*Brief*. Find each line in the rows below that contains the word "vertices" and copy every such line.

Entries from a dataset:
========================

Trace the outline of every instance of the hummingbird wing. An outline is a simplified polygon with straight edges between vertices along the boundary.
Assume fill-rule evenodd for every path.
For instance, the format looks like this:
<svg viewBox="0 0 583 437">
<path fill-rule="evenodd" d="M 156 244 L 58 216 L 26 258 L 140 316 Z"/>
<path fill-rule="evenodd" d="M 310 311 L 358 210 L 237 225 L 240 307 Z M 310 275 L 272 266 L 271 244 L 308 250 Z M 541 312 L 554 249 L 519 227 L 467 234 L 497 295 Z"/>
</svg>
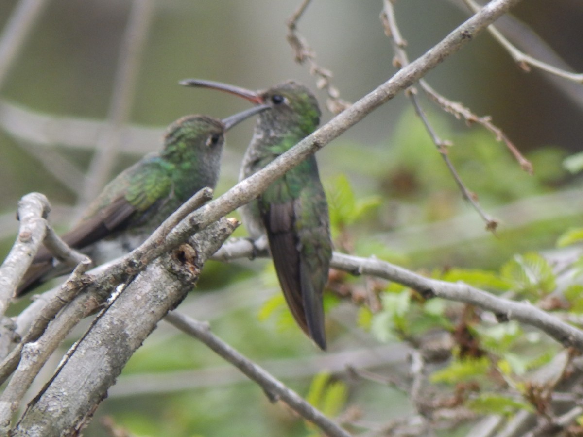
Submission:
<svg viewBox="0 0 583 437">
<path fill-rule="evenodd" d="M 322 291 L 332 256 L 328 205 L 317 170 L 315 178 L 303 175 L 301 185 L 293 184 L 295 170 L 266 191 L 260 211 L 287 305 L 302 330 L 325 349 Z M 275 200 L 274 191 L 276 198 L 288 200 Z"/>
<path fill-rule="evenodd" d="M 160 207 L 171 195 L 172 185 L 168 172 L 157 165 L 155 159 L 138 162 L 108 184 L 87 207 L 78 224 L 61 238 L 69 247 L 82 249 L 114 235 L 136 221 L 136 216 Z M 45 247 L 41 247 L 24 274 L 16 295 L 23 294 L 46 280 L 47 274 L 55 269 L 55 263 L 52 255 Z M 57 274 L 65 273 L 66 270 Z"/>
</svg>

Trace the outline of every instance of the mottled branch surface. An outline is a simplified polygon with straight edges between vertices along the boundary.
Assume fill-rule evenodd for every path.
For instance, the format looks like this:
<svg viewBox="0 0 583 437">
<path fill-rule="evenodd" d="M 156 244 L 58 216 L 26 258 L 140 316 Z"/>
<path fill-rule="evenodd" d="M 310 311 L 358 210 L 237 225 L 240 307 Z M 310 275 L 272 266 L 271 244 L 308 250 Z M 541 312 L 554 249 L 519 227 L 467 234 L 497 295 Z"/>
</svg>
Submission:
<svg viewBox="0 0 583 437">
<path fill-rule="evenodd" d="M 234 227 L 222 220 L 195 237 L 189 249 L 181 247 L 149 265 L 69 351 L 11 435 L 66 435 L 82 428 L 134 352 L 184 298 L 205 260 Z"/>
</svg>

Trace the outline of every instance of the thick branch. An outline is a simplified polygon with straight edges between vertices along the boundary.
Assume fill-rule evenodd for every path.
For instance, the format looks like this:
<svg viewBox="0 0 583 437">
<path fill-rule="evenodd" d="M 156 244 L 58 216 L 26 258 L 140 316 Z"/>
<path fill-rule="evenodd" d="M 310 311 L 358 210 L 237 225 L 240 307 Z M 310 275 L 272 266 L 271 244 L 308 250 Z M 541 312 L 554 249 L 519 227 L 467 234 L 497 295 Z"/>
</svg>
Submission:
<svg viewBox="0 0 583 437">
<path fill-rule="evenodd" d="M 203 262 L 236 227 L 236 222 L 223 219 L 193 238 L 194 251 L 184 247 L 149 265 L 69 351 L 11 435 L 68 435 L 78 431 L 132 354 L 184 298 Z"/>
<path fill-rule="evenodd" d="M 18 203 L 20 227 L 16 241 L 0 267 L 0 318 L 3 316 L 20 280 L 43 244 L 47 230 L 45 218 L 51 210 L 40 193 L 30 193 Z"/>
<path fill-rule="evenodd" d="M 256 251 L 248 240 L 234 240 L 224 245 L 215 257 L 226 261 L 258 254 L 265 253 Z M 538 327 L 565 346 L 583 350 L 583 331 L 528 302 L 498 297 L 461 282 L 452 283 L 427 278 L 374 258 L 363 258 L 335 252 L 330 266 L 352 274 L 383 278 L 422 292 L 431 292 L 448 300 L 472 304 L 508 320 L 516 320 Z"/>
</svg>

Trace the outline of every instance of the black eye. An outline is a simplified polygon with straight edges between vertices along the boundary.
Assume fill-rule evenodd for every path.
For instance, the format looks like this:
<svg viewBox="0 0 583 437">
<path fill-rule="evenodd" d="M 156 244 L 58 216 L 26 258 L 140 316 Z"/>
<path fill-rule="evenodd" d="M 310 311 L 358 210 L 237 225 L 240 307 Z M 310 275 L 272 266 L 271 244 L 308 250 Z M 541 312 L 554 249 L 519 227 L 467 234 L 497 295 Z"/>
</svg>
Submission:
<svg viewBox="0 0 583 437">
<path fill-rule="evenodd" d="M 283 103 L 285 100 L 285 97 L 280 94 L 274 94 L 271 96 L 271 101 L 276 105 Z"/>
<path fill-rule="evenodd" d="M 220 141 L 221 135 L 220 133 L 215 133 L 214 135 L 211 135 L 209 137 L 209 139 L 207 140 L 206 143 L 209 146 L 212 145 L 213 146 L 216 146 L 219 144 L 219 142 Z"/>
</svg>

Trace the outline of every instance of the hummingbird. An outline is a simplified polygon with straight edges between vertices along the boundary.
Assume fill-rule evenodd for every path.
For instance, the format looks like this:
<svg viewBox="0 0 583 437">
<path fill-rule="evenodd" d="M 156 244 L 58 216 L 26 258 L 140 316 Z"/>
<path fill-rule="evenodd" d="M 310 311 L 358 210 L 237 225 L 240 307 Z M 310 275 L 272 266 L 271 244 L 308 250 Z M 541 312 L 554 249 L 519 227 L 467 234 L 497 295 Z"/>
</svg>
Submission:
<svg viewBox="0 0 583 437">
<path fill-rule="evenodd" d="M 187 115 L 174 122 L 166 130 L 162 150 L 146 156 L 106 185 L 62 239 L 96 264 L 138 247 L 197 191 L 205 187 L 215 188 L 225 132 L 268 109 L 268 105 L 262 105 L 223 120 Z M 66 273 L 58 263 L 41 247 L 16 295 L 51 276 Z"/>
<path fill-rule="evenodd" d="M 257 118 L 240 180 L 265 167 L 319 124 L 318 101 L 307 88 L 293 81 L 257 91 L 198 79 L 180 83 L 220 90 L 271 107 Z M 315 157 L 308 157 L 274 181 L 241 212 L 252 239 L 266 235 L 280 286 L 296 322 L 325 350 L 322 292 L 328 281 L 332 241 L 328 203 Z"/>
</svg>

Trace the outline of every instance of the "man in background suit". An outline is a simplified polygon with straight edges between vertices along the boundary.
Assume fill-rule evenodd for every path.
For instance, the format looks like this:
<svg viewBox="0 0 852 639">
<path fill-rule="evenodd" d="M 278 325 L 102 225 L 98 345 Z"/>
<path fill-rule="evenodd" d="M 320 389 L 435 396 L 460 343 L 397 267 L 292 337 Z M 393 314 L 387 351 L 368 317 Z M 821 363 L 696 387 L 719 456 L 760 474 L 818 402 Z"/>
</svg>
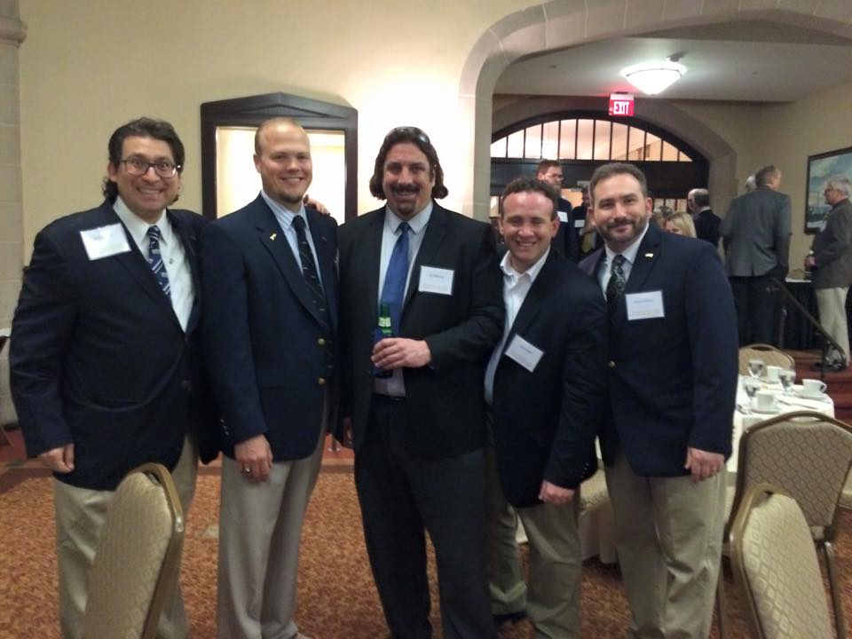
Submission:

========================

*Full output*.
Trace the outline of every instance of the hummingbird wing. An outline is a simplified polygon with straight edges between vertices along the boundary.
Trace the outline of every instance of the mottled branch surface. An outline is a simplified polygon with straight edges between vertices along the boundary.
Trace the outline of every instance of the thick branch. An outline is a simplified polygon with straight edges between vertices along the boundary.
Trace the outline of every instance of the black eye. An outline is a simplified polygon with straight edges between vertices along the boundary.
Trace the outline of every instance of the hummingbird. An outline is a simplified polygon with straight edges between vertices along the boundary.
Trace the outline of every instance of the "man in background suit". An outline is a simplified polygon with straight edges between vertices along the boundary.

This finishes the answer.